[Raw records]
━━━━━━━━━━━━━━━━━━━━

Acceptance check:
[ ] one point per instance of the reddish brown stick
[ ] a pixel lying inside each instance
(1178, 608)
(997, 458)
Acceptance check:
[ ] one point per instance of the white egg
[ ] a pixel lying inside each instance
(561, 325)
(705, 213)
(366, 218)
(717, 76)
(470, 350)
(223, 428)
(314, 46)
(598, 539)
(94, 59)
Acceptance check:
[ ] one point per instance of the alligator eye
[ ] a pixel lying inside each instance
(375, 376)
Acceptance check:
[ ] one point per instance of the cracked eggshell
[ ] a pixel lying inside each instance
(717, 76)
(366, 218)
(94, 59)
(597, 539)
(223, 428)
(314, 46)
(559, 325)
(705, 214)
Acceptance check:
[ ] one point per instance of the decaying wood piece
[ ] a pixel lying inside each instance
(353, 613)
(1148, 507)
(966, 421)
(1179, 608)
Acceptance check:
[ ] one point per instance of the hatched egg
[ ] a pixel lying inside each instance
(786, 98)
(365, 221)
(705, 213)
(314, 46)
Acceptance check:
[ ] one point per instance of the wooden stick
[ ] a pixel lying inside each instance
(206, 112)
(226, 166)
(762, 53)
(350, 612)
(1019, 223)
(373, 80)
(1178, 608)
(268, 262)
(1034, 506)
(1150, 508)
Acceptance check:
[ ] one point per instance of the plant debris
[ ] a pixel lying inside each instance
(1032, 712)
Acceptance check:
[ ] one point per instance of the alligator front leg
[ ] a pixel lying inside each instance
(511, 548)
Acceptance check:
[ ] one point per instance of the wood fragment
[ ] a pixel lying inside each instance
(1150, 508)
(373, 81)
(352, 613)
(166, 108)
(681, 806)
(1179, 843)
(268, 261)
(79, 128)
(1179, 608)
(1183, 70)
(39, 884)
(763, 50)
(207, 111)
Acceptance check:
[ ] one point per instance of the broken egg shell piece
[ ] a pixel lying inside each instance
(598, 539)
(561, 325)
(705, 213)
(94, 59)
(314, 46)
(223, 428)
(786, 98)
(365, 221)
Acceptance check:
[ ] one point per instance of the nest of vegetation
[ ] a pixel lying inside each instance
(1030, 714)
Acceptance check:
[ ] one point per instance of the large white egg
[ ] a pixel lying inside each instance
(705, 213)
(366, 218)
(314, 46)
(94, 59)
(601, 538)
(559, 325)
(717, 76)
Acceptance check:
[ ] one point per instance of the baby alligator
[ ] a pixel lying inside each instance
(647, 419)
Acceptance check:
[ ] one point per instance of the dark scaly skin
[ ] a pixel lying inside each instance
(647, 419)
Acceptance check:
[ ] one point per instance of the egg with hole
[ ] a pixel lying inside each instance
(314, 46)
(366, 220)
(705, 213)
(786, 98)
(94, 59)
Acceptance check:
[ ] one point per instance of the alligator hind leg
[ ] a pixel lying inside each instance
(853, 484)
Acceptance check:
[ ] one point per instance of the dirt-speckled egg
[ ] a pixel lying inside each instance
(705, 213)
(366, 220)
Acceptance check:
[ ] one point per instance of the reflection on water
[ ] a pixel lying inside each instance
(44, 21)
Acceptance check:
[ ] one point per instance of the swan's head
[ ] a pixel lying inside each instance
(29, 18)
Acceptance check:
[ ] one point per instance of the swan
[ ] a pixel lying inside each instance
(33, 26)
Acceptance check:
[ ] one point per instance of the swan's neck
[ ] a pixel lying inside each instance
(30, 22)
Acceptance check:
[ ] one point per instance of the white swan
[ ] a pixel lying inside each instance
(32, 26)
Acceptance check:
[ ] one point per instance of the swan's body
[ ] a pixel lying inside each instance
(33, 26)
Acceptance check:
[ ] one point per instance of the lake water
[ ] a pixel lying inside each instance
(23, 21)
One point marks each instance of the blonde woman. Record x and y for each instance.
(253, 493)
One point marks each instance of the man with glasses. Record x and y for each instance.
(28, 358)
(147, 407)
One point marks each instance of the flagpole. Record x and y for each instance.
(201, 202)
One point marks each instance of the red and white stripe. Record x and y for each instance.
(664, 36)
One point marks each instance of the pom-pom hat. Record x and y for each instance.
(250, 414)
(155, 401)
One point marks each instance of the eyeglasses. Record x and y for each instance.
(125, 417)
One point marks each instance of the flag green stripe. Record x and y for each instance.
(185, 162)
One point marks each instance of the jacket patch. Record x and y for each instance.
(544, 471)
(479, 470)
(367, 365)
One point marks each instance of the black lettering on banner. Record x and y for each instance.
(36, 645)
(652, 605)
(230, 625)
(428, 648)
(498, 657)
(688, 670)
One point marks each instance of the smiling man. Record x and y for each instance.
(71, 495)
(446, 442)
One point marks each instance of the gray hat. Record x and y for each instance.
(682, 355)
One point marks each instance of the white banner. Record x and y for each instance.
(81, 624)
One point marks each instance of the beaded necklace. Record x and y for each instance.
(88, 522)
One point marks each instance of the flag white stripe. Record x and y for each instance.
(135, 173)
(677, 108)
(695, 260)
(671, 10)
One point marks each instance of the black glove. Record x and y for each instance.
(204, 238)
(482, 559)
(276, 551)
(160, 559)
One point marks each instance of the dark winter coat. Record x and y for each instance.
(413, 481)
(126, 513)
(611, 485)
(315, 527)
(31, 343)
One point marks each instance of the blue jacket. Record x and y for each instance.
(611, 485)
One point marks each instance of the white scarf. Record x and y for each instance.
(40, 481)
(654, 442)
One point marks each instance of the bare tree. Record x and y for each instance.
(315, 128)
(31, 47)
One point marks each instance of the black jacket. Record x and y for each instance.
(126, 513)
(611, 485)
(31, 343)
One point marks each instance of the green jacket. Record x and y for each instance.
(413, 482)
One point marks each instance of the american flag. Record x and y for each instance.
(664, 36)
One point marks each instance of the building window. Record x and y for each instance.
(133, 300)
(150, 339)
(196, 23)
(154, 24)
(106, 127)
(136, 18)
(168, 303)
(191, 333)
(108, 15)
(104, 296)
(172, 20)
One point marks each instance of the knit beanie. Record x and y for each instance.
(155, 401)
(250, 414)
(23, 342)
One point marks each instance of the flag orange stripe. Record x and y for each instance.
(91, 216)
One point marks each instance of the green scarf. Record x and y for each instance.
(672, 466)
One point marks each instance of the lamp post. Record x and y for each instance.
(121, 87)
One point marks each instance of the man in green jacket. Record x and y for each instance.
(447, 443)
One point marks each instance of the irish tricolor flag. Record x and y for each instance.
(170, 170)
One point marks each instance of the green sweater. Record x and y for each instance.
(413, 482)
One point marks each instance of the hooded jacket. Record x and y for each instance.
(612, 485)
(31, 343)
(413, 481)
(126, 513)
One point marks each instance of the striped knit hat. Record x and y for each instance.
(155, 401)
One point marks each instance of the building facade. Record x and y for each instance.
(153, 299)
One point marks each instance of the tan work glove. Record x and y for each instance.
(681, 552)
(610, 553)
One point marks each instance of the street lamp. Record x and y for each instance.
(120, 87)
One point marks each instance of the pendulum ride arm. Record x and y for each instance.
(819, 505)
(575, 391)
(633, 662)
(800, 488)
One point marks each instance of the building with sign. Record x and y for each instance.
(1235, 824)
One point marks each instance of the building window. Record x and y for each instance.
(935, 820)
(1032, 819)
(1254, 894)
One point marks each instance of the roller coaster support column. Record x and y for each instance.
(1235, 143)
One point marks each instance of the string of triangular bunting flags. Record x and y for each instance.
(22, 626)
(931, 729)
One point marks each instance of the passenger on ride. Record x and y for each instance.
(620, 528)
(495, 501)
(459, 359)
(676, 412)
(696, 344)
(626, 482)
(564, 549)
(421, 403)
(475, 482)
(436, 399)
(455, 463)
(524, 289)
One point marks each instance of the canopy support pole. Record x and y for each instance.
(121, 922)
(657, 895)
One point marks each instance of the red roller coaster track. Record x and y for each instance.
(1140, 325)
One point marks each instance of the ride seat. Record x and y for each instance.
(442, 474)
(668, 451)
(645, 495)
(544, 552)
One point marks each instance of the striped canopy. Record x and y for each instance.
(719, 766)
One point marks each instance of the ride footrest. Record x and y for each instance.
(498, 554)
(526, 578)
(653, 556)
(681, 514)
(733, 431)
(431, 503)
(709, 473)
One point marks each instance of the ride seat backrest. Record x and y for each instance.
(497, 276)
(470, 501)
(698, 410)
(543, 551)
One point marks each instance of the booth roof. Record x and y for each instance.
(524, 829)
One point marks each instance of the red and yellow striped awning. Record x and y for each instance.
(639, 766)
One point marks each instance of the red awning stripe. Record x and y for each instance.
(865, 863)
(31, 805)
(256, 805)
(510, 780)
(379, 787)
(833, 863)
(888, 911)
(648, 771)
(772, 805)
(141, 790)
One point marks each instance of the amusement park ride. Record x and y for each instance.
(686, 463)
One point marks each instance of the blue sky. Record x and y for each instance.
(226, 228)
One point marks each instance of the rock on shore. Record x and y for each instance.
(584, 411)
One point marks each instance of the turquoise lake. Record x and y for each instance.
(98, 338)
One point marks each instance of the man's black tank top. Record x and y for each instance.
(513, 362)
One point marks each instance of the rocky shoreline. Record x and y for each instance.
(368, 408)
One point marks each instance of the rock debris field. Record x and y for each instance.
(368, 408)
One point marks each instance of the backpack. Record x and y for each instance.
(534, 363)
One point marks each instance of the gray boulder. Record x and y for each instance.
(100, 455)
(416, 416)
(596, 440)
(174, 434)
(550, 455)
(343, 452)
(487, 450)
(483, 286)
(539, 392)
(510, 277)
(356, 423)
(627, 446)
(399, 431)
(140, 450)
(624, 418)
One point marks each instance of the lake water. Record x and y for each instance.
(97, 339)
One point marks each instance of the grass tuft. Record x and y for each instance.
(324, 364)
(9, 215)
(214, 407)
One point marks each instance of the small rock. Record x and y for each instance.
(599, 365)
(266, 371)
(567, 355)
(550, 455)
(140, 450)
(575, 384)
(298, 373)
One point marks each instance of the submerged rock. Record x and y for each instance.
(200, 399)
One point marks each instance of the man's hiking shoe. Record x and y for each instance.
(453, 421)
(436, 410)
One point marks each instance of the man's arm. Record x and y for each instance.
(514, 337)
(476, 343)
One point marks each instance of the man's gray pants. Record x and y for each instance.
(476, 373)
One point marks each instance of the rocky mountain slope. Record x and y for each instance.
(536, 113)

━━━━━━━━━━━━━━━━━━━━

» **Problem description**
Put the lines from the one containing "One point marks each instance of the hooded" through the one containing "(1140, 325)", both included, into a numbered list, leaving out any blank lines.

» **Final result**
1. One point marks each instance of the hooded jacket. Record x and y for each instance.
2. (612, 485)
3. (31, 343)
4. (413, 481)
5. (126, 513)
6. One point marks each instance of the striped knit hat. Record x and y for each instance.
7. (155, 401)
8. One point marks each instance of the building facade. Record x and y for each instance.
9. (153, 299)
10. One point marks each instance of the tan work glove. Record x and y for each instance.
11. (681, 552)
12. (610, 553)
13. One point marks each instance of the street lamp. Record x and y for each instance.
14. (120, 87)
15. One point marks each instance of the pendulum ride arm. Record x and y for each instance.
16. (819, 505)
17. (575, 391)
18. (633, 662)
19. (800, 488)
20. One point marks each instance of the building with sign. Record x and y for each instance.
21. (1235, 824)
22. One point marks each instance of the building window. Record x and y for each instance.
23. (935, 820)
24. (1032, 819)
25. (1254, 894)
26. One point marks each instance of the roller coaster support column. Record x and y for each instance.
27. (1235, 143)
28. One point marks each instance of the string of triangular bunting flags. Record x and y for each instance.
29. (22, 626)
30. (931, 729)
31. One point marks each instance of the passenger on ride. Record x and y for each instance.
32. (620, 528)
33. (495, 501)
34. (459, 359)
35. (676, 412)
36. (696, 344)
37. (626, 482)
38. (564, 549)
39. (421, 403)
40. (475, 482)
41. (436, 399)
42. (455, 463)
43. (524, 289)
44. One point marks each instance of the canopy support pole. Record x and y for each instance.
45. (121, 922)
46. (657, 895)
47. One point marks each instance of the red roller coaster track. Record x and y for each instance.
48. (1140, 325)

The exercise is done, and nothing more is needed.